• **Problem to work on**:
Once the line containing "Q: Point to every instance of the pony hoof" is located, output it and every line after it through the end of the records, exactly as written and nothing else.

[Opening Records shown section]

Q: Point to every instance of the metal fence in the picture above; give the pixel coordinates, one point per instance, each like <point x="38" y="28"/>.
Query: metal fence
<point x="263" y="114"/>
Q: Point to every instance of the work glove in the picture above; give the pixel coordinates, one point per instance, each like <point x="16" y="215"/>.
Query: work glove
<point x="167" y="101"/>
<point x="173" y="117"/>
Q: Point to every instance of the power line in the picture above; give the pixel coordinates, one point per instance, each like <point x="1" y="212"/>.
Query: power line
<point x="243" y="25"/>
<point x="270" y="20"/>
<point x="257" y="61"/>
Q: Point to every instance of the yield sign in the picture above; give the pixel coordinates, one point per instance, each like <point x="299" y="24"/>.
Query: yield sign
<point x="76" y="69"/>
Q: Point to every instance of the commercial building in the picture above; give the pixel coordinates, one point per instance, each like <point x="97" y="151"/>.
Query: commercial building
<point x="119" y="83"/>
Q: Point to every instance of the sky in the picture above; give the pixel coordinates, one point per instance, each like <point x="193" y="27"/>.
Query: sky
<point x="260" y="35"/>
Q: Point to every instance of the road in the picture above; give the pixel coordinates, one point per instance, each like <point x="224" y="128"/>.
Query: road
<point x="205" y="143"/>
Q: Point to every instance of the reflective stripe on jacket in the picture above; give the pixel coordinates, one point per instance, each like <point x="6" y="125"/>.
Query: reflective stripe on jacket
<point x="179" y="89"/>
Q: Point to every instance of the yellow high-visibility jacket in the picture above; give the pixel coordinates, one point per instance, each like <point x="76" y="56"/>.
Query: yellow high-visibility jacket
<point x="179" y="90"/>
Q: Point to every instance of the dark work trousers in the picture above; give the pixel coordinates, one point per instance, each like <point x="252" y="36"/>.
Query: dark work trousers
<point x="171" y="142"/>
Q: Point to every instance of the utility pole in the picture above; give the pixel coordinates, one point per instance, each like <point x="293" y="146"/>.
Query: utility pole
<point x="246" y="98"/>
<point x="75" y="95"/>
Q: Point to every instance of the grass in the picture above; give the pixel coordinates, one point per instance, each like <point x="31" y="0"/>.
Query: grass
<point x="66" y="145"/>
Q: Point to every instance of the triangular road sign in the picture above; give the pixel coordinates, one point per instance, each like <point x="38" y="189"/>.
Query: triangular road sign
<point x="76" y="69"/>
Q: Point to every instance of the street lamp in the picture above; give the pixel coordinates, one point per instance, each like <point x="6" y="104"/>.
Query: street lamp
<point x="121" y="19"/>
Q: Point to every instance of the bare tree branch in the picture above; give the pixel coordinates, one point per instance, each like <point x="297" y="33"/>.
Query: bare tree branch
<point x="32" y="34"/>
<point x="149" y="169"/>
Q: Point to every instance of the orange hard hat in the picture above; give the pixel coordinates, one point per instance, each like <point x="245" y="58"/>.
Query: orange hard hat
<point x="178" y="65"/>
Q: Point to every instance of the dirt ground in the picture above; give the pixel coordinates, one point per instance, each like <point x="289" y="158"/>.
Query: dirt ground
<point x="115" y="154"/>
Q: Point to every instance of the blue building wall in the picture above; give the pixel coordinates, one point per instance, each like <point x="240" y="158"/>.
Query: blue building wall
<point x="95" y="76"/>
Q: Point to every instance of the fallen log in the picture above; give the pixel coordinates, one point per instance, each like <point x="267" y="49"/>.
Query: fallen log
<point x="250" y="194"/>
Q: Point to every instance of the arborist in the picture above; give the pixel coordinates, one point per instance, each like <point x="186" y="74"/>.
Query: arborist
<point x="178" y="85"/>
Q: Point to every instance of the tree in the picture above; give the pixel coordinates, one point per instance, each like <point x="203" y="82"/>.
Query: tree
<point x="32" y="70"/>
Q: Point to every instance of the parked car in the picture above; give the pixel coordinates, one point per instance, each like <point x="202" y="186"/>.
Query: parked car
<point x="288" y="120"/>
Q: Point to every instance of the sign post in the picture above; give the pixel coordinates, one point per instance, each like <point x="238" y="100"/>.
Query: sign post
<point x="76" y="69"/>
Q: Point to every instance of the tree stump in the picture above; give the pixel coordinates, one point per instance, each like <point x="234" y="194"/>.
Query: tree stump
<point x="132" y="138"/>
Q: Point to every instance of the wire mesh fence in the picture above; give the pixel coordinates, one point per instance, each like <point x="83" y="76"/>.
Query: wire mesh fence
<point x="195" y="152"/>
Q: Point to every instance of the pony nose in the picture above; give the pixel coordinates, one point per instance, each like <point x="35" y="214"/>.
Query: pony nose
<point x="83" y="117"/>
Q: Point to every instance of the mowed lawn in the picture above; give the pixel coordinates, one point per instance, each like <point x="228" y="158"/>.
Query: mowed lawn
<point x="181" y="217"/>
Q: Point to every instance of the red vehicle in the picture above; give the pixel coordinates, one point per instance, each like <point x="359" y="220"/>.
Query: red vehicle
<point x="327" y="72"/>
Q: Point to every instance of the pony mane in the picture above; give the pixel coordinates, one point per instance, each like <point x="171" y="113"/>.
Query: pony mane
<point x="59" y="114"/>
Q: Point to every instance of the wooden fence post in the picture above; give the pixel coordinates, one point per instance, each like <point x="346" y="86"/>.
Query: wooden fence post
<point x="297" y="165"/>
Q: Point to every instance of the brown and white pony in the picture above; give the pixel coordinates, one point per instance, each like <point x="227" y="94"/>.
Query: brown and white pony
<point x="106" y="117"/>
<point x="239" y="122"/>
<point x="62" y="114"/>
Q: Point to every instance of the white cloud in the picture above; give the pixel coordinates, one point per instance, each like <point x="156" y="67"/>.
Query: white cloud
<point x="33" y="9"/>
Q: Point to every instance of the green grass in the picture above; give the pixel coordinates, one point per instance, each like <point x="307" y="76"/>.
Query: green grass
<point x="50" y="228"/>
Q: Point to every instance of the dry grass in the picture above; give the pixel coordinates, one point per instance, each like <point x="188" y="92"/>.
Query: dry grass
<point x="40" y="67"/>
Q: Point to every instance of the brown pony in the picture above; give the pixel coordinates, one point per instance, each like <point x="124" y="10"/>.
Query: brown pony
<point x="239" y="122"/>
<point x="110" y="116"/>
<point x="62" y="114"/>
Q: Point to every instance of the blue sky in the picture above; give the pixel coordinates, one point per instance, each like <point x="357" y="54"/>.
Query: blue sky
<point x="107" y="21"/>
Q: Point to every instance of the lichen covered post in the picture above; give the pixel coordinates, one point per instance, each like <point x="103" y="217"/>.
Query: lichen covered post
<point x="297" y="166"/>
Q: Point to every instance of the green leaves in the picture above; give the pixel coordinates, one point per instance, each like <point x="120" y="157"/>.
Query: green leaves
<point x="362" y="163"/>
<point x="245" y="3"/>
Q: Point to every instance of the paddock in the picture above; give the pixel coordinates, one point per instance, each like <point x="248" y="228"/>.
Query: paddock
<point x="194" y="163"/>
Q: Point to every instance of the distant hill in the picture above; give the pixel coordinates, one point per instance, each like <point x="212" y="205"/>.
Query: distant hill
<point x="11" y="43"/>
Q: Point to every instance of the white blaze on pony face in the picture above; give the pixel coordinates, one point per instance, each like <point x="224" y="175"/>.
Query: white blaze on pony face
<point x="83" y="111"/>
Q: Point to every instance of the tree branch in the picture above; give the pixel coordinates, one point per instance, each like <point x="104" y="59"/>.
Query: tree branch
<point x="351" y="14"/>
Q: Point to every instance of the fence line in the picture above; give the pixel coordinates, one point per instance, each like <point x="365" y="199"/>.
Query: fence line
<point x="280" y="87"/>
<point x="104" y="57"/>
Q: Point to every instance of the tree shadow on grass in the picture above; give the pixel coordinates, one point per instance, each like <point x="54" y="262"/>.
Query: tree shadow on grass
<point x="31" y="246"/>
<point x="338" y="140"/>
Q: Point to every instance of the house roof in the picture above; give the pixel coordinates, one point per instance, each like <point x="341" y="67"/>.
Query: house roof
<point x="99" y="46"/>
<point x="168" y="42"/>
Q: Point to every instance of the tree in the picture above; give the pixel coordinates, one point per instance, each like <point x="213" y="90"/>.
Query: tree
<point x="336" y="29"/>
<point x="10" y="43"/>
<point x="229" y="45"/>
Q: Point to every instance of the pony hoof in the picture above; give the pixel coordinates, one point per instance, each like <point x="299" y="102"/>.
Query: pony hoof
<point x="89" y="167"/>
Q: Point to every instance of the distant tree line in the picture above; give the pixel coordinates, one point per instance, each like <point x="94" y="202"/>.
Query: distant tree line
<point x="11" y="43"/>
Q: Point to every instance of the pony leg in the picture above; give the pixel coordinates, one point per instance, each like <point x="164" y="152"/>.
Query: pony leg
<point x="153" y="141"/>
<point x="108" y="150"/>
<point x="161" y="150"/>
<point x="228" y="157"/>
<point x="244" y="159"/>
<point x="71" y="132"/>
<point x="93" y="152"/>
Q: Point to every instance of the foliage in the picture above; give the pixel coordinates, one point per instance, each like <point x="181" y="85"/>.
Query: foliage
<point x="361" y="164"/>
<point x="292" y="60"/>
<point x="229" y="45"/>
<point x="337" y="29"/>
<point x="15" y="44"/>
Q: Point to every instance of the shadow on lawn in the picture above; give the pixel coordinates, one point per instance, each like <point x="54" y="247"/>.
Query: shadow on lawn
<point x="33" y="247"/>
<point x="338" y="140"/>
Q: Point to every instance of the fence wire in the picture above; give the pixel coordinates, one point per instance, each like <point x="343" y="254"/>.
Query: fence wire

[Closing Records shown section]

• **Result below**:
Q: Point to every instance of the pony hoof in the picture above; give the pixel coordinates, one point per instance, each like <point x="299" y="102"/>.
Query: pony hoof
<point x="89" y="167"/>
Q: Point to every instance of the distant tree line in the picture above; give the pixel coordinates, one point per instance, each like <point x="94" y="202"/>.
Query: distant tree line
<point x="11" y="43"/>
Q: Point to every instance of the pony leg in the picture above; give the pixel coordinates, one point per instance, each like <point x="164" y="152"/>.
Query: pony leg
<point x="153" y="141"/>
<point x="108" y="150"/>
<point x="161" y="150"/>
<point x="228" y="157"/>
<point x="244" y="159"/>
<point x="71" y="132"/>
<point x="93" y="152"/>
Q: Point to every instance of the foliage in the picture above; give the pixel coordinates, one point per instance, each like <point x="181" y="85"/>.
Query: foliage
<point x="361" y="164"/>
<point x="292" y="60"/>
<point x="229" y="45"/>
<point x="337" y="29"/>
<point x="15" y="44"/>
Q: Point to every instance of the shadow on lawn in the picture above; give the pixel coordinates, one point per instance, each like <point x="54" y="247"/>.
Query: shadow on lawn
<point x="33" y="247"/>
<point x="338" y="140"/>
Q: Point to every instance of the fence wire in the picture above; give the pixel coordinates, one point per instance, each like <point x="343" y="254"/>.
Query: fence wire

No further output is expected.